_Directions:_
(A) In the essay on AI below, what does the writer say the knowledge of where the tool ends is, instead of a philosophical position?
(B) Output the part of the essay on AI that begins with the words "Which means the" and stops after "They only accumulate.".

_Page extract:_
********************

This matters most exactly where the conversation is loudest, which is the question of whether the machine is, in some sense, someone.

Maybe this is something we should say more often, and then show we mean it in the work we do. The machine is not sentient. It doesn’t want anything. It doesn’t know that you or I exist. But that turns out to be the less interesting half of the sentence. The more interesting half is that we are sentient — and we are entirely capable of treating a thing as a someone long before it is one, or when it never will be.

That’s the real danger, and it’s a danger about us, not about it. Not that the tool wakes up. That we fall asleep. That we let a system with no stake in the outcome stand in for our judgment, absorb our moral weight, and receive the kind of trust that should be reserved for things that can be held responsible. A hammer can’t betray you. But a hammer also never tempted anyone to stop deciding where to put the nail.

I’ve come to think I can’t reason my way to the line between using a tool and deferring to a counterfeit person. I can only find it by working. The person who has actually built something with these systems knows, in their hands, where the tool ends — knows what it’s uncannily good at and what it quietly gets wrong, knows which judgments it can carry and which ones it must never be allowed to carry. That knowledge isn’t a philosophical position. It’s a callus. It comes from use. We may feel a certain mutual symbiosis. You could argue that suggests sentience. But maybe it simply acknowledges there is a way to capture what we not long ago labeled data exhaust that can benefit in a continuous improvement feedback loop. Maybe it points to yet another example of how technology can become useful to the degree it extends and amplifies its users, and how users can personalize that technology through use.

Which means the most useful thing almost any of us can add to this moment isn’t another position. It’s a report. It’s a demonstration of what was made. Here’s where X or Y helped. Here’s where I caught it being confidently wrong. Here’s the judgment I kept for myself by building a human-in-the-loop action into a workflow, and why. That kind of contribution compounds — the next person can build on it. Crowdsourcing in-situ learning. Positions don’t compound. They only accumulate.

So I’d offer James’s sentence, lightly adapted, as the test for this whole moment. Show me your view of AI without your works — and I’ll show you mine by my works. Not because the doing settles the philosophy; it doesn’t. But a view that has been through the work is a different kind of thing than a view that hasn’t. It has been somewhere. It has cost something. It has been corrected by contact with how the tool actually behaves.

I think we need to share more of what we’re actually doing. Take a concrete question: does good data governance have to come before good AI, or do the two get built together as you go? That’s worth knowing. My guess is that the answer varies — sometimes one comes first, sometimes they arrive together. Or take a larger question: is a model like Claude or GPT or Gemini a good personal counsellor, or is it better understood as a remarkable hyper-spatial statistical engine, one that amplifies us and helps us keep learning in a world where there’s a great deal left to learn? Those aren’t questions to settle by hypothesis. They’re questions to prove out.

Which leaves a smaller, more practical set of questions to which I don’t have tidy answers: How do we do this in the cross-functional collective of LinkedIn, of all places — or wherever else the conversation actually happens? How do we communicate without all the sigmas and other math symbols that may be necessary in certain places, but only serve to obfuscate understanding needed to unlock potential in so many others?

The conversation we need isn’t quieter. It’s just more of it carried out in the open, in the form of what people have made and what they learned making it. Faith, James insisted, is completed by works. So, I think, is understanding.

This post is licensed under CC BY 4.0 by the author.

********************

_Source material:_

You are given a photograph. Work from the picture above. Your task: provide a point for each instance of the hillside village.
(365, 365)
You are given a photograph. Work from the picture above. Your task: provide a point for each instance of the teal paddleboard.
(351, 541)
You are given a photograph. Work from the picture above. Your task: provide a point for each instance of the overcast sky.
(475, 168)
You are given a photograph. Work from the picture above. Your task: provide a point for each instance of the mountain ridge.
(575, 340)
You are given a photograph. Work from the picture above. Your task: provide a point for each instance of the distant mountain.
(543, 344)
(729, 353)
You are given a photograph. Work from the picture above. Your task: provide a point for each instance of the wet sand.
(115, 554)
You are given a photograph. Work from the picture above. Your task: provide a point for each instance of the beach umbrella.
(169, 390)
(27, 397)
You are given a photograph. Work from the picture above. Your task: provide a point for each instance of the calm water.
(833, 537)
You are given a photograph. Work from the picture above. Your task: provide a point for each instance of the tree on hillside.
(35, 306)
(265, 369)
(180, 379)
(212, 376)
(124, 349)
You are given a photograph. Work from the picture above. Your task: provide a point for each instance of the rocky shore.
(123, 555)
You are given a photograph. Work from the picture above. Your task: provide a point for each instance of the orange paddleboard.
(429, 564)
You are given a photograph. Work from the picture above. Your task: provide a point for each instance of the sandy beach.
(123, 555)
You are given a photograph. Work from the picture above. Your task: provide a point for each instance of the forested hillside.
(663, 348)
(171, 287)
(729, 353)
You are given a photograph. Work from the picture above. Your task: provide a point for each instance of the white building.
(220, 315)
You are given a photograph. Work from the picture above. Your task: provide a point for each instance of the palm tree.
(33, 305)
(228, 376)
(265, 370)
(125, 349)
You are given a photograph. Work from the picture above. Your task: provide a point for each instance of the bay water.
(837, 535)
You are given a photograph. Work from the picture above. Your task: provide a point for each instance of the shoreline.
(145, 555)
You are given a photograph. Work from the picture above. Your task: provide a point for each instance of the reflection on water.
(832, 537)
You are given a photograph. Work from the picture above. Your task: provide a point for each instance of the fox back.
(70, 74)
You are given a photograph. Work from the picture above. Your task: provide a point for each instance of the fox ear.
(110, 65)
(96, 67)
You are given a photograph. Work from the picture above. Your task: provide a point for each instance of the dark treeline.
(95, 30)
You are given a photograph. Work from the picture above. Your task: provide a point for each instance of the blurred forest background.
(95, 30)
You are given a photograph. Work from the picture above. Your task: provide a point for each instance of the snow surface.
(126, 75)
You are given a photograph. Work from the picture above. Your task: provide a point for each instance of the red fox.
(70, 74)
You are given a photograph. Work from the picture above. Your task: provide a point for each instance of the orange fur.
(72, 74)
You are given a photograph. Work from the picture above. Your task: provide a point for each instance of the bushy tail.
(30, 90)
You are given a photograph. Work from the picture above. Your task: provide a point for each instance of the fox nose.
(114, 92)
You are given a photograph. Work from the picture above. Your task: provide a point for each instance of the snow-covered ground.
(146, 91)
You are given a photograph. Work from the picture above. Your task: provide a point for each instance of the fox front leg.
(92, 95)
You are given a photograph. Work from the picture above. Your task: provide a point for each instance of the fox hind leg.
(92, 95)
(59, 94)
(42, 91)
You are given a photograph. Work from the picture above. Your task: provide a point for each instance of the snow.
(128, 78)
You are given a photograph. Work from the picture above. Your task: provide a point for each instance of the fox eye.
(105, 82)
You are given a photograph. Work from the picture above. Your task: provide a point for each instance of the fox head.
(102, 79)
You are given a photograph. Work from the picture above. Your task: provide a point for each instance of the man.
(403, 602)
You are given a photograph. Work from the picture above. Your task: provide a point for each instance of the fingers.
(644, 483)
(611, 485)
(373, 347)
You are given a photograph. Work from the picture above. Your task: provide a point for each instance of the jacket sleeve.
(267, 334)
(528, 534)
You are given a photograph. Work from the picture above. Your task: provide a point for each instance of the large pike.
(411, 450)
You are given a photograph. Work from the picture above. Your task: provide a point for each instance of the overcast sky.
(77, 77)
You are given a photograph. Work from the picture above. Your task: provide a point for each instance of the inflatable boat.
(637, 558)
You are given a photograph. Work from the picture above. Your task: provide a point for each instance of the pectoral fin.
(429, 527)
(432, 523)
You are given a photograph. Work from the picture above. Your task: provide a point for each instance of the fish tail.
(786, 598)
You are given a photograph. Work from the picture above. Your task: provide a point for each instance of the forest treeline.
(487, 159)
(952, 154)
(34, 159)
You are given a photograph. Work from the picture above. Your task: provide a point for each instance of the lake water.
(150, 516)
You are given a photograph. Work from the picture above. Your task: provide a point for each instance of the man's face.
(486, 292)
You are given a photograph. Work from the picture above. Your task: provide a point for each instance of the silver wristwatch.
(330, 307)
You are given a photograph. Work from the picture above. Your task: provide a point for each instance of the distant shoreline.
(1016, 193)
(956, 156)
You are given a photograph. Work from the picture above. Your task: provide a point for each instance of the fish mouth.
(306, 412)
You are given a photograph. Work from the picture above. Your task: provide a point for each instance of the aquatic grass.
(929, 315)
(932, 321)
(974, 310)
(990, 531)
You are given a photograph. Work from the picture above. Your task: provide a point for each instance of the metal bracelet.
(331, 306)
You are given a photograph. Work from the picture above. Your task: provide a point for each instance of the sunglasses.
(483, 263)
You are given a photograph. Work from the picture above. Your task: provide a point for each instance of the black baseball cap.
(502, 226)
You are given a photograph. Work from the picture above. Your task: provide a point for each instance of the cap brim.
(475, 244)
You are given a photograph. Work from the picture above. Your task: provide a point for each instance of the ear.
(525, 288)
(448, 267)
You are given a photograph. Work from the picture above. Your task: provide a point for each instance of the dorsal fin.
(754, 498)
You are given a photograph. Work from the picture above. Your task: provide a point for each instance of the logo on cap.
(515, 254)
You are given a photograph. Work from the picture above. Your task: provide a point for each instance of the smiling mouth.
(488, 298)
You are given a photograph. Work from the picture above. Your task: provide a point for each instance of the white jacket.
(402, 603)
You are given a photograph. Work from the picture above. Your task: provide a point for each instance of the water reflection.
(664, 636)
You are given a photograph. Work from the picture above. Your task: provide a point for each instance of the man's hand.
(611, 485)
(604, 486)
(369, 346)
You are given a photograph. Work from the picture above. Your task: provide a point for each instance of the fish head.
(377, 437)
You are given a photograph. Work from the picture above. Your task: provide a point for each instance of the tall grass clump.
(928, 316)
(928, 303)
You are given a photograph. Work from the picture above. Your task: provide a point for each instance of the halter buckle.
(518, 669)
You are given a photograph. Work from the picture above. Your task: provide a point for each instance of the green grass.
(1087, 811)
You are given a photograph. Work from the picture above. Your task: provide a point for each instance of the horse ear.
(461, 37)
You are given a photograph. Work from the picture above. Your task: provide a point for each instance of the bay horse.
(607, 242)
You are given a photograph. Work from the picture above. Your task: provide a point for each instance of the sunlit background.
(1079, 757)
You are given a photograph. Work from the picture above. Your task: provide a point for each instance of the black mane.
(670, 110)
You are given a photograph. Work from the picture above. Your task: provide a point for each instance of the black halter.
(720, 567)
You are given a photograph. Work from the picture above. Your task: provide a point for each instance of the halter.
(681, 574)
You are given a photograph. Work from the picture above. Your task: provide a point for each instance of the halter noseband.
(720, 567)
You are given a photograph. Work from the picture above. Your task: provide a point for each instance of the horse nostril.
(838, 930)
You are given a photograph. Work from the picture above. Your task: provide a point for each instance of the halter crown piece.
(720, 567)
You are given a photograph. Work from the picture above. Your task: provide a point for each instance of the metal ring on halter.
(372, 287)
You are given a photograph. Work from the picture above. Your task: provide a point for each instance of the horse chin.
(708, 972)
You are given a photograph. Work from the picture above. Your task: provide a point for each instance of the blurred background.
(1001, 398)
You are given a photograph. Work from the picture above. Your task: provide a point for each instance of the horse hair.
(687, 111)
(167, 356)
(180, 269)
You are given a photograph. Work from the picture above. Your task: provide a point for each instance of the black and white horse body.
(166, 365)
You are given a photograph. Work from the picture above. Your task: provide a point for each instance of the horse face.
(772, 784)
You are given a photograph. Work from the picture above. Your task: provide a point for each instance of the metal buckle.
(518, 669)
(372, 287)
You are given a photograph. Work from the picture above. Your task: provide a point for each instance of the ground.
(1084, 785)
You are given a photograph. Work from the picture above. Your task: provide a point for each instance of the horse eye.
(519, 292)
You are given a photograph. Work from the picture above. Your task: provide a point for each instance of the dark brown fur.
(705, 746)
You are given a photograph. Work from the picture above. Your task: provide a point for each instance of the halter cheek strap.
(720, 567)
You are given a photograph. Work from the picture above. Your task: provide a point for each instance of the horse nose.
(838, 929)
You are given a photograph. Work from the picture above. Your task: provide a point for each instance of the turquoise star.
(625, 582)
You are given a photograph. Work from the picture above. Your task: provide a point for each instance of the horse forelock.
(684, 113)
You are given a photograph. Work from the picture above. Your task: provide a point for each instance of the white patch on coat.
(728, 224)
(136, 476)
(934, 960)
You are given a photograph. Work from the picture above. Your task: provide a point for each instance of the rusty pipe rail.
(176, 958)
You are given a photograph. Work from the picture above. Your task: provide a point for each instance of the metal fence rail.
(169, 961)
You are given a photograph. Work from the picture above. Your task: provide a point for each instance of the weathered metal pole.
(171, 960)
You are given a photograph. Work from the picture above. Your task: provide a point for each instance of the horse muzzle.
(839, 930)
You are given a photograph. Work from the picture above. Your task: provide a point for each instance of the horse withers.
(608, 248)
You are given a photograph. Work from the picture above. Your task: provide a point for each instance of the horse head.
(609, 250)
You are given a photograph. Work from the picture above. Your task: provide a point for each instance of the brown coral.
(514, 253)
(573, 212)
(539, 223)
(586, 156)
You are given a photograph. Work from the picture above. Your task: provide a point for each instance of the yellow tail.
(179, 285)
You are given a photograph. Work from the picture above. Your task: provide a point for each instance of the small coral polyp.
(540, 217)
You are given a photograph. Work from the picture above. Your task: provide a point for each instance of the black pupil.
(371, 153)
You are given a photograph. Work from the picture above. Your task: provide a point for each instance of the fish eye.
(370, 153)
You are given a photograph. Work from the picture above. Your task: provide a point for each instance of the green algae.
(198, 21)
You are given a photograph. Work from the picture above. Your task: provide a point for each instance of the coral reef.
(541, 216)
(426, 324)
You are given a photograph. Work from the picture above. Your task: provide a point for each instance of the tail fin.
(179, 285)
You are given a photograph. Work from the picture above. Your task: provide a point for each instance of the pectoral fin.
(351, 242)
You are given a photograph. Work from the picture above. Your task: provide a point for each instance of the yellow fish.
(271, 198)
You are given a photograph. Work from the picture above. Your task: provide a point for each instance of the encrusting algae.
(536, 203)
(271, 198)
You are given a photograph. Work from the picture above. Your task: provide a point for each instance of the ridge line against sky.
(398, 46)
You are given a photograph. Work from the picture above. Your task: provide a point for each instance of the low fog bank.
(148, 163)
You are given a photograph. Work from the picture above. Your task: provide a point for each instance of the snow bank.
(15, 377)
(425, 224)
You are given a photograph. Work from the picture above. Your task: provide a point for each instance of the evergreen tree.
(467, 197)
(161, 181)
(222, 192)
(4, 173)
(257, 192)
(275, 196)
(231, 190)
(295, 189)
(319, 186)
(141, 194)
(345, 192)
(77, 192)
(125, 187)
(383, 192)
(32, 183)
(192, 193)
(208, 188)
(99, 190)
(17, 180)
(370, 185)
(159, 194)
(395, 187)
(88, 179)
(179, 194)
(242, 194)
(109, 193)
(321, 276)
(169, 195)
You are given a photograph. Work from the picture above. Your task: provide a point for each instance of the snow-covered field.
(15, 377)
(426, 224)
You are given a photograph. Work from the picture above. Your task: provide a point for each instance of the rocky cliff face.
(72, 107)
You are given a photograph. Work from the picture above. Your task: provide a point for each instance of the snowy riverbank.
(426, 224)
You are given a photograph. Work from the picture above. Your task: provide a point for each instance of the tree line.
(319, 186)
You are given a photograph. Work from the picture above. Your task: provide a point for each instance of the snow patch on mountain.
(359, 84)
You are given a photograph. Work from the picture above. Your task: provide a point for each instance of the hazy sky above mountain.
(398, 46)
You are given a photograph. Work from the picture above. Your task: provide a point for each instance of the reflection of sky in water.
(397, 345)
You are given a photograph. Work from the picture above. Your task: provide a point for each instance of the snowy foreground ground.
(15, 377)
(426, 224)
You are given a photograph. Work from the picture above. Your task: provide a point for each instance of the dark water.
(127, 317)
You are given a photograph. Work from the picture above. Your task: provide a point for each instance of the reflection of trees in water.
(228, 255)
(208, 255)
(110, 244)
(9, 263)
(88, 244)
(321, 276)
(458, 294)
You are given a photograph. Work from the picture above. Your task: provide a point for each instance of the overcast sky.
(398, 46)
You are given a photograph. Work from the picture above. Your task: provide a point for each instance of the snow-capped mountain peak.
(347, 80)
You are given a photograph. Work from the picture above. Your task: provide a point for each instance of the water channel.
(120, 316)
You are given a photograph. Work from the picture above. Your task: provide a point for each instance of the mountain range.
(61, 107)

********************

_Answers to the problems:_
(A) A callus.

(B)
Which means the most useful thing almost any of us can add to this moment isn’t another position. It’s a report. It’s a demonstration of what was made. Here’s where X or Y helped. Here’s where I caught it being confidently wrong. Here’s the judgment I kept for myself by building a human-in-the-loop action into a workflow, and why. That kind of contribution compounds — the next person can build on it. Crowdsourcing in-situ learning. Positions don’t compound. They only accumulate.